| EXERCISE DESCRIPTION |
Carry on the science-fair judging advice for parents from the point where it stops.

***** GIVEN PASSAGE *****

John Douglass,* a neurobiologist at the University of Arizona in Tucson, has judged both grade-school and high-school science fairs, local and international. Here are his pointers for parents:
It's hard to cut corners on a science project without it showing up. Some students think if they produce a colorful, flashy poster, they're going to come out ahead. But judges are looking well beyond that for solid content and creativity, as well as organizational and observational skills.
Don't be discouraged if you find that other contestants have had access to sophisticated lab facilities or equipment unavailable to your child. Students who've worked entirely on their own with modest resources still produce winning projects. Think high quality, not high-tech.
I enjoy interviewing kids about their work because it tells a lot about how well they understand their projects and how much they put into it. For those students whose projects aren't particularly well organized on paper, conversing with the judge can make all the difference. And judges want the opportunity to be encouraging--to serve as role models.

***** DATA EXTRACTS *****

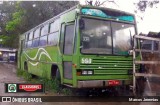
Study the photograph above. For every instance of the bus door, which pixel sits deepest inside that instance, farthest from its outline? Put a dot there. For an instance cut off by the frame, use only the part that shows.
(67, 44)
(20, 53)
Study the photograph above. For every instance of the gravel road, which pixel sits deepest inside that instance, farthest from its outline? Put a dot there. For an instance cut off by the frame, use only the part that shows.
(8, 75)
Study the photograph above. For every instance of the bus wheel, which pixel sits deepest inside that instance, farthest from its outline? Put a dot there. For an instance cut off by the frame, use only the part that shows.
(25, 66)
(55, 74)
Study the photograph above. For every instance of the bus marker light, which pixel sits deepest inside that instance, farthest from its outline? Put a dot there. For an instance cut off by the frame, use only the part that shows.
(74, 65)
(113, 82)
(78, 73)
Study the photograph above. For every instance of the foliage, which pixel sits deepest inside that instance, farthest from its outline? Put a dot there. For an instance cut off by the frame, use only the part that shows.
(21, 73)
(17, 17)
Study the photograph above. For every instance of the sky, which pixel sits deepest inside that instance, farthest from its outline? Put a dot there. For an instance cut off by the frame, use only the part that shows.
(151, 17)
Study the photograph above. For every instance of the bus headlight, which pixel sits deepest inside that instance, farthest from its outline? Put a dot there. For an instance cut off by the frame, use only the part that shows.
(90, 72)
(86, 60)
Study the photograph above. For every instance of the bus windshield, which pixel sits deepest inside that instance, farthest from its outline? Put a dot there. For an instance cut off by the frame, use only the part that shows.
(105, 37)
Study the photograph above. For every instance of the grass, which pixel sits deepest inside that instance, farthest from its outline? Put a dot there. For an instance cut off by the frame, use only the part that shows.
(50, 84)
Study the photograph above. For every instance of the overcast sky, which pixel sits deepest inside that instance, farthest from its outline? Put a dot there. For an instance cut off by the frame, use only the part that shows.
(151, 17)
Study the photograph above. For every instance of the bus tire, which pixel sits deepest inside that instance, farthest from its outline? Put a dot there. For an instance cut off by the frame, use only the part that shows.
(55, 73)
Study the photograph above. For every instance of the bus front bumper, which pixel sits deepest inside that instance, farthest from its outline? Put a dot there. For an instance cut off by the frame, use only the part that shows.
(102, 83)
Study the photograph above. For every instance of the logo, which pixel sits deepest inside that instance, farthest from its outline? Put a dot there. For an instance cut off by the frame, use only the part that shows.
(12, 87)
(30, 87)
(6, 99)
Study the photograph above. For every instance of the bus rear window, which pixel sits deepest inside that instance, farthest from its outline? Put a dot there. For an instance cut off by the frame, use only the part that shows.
(108, 14)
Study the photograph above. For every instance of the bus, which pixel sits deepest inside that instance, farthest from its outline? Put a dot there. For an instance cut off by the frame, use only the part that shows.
(85, 47)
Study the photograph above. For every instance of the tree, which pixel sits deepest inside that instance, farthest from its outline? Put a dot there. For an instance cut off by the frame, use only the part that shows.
(18, 17)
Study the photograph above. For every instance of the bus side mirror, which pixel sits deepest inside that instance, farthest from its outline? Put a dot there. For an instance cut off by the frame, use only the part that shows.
(81, 24)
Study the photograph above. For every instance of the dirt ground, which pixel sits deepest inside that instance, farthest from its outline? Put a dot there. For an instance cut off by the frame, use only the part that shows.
(8, 75)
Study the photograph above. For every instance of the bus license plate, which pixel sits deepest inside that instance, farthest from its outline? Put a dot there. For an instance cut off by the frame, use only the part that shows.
(113, 82)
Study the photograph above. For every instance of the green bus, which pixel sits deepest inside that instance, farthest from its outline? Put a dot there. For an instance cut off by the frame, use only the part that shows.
(85, 47)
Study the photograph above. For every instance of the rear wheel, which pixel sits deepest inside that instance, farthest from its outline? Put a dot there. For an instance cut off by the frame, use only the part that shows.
(57, 78)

*****

| SOLVED PROBLEM |
If your area sponsors large events such as the International Science and Engineering Fair (ISEF), older kids can really broaden their scope. They'll see students from different states and foreign countries competing for major cash prizes and scholarships. They'll also rub shoulders with a mixed bag of interesting types: amateur astronomers, members of the armed forces, research scientists, and corporate sponsors and recruiters. It's a fascinating glimpse of what the future holds.
* When John Douglass was growing up in Oberlin, Ohio, his bedroom was jammed with grubby caged specimens. His parents never knew what would materialize from under the bed or out of a shoebox. But they tolerated it all with patience, good humor, and plenty of support. Of course he grew up to be a scientist.